## DATASET RECORDS
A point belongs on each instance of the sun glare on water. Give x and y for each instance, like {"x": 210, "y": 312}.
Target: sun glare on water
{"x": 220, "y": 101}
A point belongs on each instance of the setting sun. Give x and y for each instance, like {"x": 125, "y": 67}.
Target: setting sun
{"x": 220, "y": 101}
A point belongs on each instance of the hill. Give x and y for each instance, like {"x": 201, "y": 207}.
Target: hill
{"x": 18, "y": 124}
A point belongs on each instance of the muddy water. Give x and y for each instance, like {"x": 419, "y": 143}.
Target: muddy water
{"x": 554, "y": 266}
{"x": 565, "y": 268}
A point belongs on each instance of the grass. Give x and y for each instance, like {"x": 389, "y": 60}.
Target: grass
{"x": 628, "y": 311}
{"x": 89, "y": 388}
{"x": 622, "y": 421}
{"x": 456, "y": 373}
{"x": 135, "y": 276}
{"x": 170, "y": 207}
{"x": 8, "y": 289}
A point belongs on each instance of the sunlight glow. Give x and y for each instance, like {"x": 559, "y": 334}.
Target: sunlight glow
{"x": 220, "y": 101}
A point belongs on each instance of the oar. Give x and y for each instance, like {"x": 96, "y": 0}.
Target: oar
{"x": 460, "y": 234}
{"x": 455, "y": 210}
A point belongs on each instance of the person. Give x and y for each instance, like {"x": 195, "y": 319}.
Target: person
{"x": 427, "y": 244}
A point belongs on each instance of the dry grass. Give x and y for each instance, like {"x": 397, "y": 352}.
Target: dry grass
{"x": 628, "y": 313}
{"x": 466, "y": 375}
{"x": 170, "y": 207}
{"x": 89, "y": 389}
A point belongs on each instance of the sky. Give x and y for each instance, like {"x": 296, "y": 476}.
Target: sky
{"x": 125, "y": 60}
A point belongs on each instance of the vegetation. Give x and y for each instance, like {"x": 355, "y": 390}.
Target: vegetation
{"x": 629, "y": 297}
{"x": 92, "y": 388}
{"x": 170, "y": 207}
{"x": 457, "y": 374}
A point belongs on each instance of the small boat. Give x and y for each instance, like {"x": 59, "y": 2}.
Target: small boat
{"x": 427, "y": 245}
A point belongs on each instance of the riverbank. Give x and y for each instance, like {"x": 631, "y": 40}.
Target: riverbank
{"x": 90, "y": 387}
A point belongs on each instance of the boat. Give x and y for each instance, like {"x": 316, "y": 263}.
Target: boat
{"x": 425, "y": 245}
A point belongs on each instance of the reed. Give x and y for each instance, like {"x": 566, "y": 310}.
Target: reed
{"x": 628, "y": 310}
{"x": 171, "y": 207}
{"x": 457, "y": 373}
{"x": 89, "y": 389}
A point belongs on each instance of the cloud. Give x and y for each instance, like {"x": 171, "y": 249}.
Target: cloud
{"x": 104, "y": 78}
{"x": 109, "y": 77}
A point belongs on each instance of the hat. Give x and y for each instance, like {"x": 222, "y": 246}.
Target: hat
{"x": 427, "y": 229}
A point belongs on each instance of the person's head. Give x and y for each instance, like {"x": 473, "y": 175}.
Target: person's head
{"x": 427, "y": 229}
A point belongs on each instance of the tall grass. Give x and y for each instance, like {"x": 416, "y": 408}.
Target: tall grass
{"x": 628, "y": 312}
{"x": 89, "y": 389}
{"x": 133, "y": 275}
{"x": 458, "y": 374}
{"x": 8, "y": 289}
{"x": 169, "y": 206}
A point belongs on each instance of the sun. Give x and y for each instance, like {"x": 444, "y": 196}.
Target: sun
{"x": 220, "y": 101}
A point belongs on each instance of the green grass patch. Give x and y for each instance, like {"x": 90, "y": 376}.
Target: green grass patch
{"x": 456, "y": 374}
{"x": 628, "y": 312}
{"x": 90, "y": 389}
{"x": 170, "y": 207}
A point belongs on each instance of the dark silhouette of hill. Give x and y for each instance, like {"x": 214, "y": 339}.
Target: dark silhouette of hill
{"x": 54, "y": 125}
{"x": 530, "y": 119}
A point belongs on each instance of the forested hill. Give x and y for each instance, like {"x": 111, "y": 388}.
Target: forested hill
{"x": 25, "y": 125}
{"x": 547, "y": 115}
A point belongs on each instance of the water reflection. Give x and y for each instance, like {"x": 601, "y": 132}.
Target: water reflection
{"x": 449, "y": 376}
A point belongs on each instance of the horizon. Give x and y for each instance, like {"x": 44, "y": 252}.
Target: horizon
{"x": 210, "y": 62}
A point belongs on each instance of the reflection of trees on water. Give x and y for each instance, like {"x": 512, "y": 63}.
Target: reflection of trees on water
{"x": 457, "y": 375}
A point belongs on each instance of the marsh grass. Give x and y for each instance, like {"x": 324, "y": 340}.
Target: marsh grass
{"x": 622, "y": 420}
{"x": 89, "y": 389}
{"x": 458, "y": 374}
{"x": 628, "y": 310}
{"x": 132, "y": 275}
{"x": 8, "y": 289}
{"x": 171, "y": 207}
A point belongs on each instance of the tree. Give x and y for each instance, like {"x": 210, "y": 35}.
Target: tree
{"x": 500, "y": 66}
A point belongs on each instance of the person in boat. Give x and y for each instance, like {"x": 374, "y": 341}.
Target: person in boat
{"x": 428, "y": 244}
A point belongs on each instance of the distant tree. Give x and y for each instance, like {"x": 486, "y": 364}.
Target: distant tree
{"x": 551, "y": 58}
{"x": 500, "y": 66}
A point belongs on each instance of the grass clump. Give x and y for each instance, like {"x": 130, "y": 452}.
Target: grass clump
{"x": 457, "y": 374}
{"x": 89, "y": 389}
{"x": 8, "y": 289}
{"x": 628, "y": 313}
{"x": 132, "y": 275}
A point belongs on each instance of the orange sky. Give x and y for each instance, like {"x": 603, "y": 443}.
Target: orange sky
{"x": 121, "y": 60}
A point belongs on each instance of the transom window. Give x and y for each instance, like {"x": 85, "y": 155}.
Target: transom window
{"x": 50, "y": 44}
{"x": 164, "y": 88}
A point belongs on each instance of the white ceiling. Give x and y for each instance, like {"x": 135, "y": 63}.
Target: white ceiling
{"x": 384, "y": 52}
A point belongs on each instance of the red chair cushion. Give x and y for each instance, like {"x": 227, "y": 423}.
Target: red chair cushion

## PROBLEM REQUIREMENTS
Answer by repeating every line of the listing exactly.

## ANSWER FOR THE TASK
A point belongs on each instance of the sun glare on water. Give x and y for each instance, like {"x": 210, "y": 312}.
Target: sun glare on water
{"x": 220, "y": 101}
A point belongs on each instance of the setting sun. Give x and y for each instance, like {"x": 125, "y": 67}.
Target: setting sun
{"x": 220, "y": 101}
A point belongs on each instance of the hill. Give x and y for each instance, like {"x": 201, "y": 207}.
Target: hill
{"x": 18, "y": 124}
A point belongs on each instance of the muddy water. Give x and y for each instance, like {"x": 419, "y": 143}.
Target: muddy water
{"x": 554, "y": 266}
{"x": 565, "y": 268}
A point belongs on each instance of the grass. Give x and y for each instance, like {"x": 389, "y": 60}.
Target: grass
{"x": 628, "y": 311}
{"x": 89, "y": 388}
{"x": 622, "y": 421}
{"x": 456, "y": 373}
{"x": 135, "y": 276}
{"x": 170, "y": 207}
{"x": 8, "y": 289}
A point belongs on each instance of the sunlight glow. Give x and y for each instance, like {"x": 559, "y": 334}.
Target: sunlight glow
{"x": 220, "y": 101}
A point belongs on each instance of the oar. Give x and y for each instance, like {"x": 96, "y": 0}.
Target: oar
{"x": 460, "y": 234}
{"x": 455, "y": 210}
A point belongs on each instance of the person. Give x and y for each instance, like {"x": 195, "y": 319}.
Target: person
{"x": 427, "y": 244}
A point belongs on each instance of the dry grass. Give x and y for each instance, like {"x": 397, "y": 352}.
Target: dry grass
{"x": 628, "y": 313}
{"x": 466, "y": 375}
{"x": 170, "y": 207}
{"x": 89, "y": 389}
A point belongs on each instance of the sky. Give x and y for each instance, like {"x": 296, "y": 476}.
Target: sky
{"x": 125, "y": 60}
A point belongs on each instance of the vegetation. Give x and y for each instance, like {"x": 355, "y": 390}.
Target: vegetation
{"x": 629, "y": 297}
{"x": 92, "y": 388}
{"x": 170, "y": 207}
{"x": 457, "y": 374}
A point belongs on each instance of the small boat. Give x and y for each instance, like {"x": 59, "y": 2}.
Target: small boat
{"x": 427, "y": 245}
A point belongs on each instance of the riverbank. Give x and y for each instance, like {"x": 631, "y": 40}.
Target: riverbank
{"x": 90, "y": 387}
A point belongs on each instance of the boat. Give x and y for each instance, like {"x": 316, "y": 263}.
Target: boat
{"x": 425, "y": 245}
A point belongs on each instance of the reed. Give x and y for each instance, like {"x": 566, "y": 310}.
Target: reed
{"x": 628, "y": 310}
{"x": 171, "y": 207}
{"x": 457, "y": 373}
{"x": 89, "y": 389}
A point belongs on each instance of the cloud. Give x and y for each instance, like {"x": 171, "y": 249}.
Target: cloud
{"x": 104, "y": 78}
{"x": 109, "y": 77}
A point belongs on each instance of the hat. Give x and y for each instance, like {"x": 222, "y": 246}.
Target: hat
{"x": 427, "y": 229}
A point belongs on each instance of the person's head. Give x and y for each instance, like {"x": 473, "y": 175}.
Target: person's head
{"x": 427, "y": 229}
A point belongs on each instance of the tall grass. Give x and y for each instance, like {"x": 416, "y": 408}.
Target: tall grass
{"x": 628, "y": 312}
{"x": 89, "y": 389}
{"x": 133, "y": 275}
{"x": 458, "y": 374}
{"x": 8, "y": 289}
{"x": 169, "y": 206}
A point belongs on each instance of the sun. Give x and y for each instance, like {"x": 444, "y": 196}.
Target: sun
{"x": 220, "y": 101}
A point belongs on each instance of the green grass patch. Give x and y for each instance, like {"x": 90, "y": 376}.
Target: green grass patch
{"x": 456, "y": 374}
{"x": 628, "y": 312}
{"x": 90, "y": 389}
{"x": 170, "y": 207}
A point belongs on each instance of the dark silhouette of hill. Give x and y for each instance, like {"x": 214, "y": 339}.
Target: dark silhouette of hill
{"x": 54, "y": 125}
{"x": 530, "y": 119}
A point belongs on each instance of the forested hill. Give x and y for each instance, like {"x": 111, "y": 388}.
Target: forested hill
{"x": 25, "y": 125}
{"x": 547, "y": 115}
A point belongs on each instance of the water reflection. Give x and y for each instance, like {"x": 601, "y": 132}.
Target: water reflection
{"x": 449, "y": 376}
A point belongs on each instance of the horizon. Give x and y for each instance, like {"x": 44, "y": 252}.
Target: horizon
{"x": 210, "y": 62}
A point belongs on each instance of the reflection of trees on water. Give x and y for each instance, like {"x": 512, "y": 63}.
Target: reflection of trees on water
{"x": 457, "y": 375}
A point belongs on each instance of the marsh grass. Give x and y for each instance, like {"x": 324, "y": 340}.
Target: marsh grass
{"x": 622, "y": 420}
{"x": 89, "y": 389}
{"x": 458, "y": 374}
{"x": 628, "y": 310}
{"x": 132, "y": 275}
{"x": 8, "y": 289}
{"x": 171, "y": 207}
A point belongs on each instance of the tree. Give x and y for each instance, like {"x": 210, "y": 35}.
Target: tree
{"x": 500, "y": 66}
A point belongs on each instance of the person in boat. Give x and y for each instance, like {"x": 374, "y": 341}.
Target: person in boat
{"x": 428, "y": 244}
A point belongs on each instance of the distant tree. Give x and y for each instance, like {"x": 486, "y": 364}.
Target: distant tree
{"x": 551, "y": 58}
{"x": 500, "y": 66}
A point belongs on each instance of the grass clump. Give x and y for each instance, like {"x": 130, "y": 452}.
Target: grass clump
{"x": 457, "y": 374}
{"x": 89, "y": 389}
{"x": 8, "y": 289}
{"x": 628, "y": 313}
{"x": 132, "y": 275}
A point belongs on each instance of the orange sky. Give x and y for each instance, like {"x": 603, "y": 443}.
Target: orange sky
{"x": 121, "y": 60}
A point belongs on each instance of the transom window. Give x and y for each instance, like {"x": 85, "y": 155}.
Target: transom window
{"x": 50, "y": 44}
{"x": 164, "y": 88}
A point belongs on each instance of the white ceiling. Give x and y for each instance, like {"x": 135, "y": 63}.
Target: white ceiling
{"x": 384, "y": 52}
A point belongs on each instance of the red chair cushion. Give x and y for each instance, like {"x": 227, "y": 423}.
Target: red chair cushion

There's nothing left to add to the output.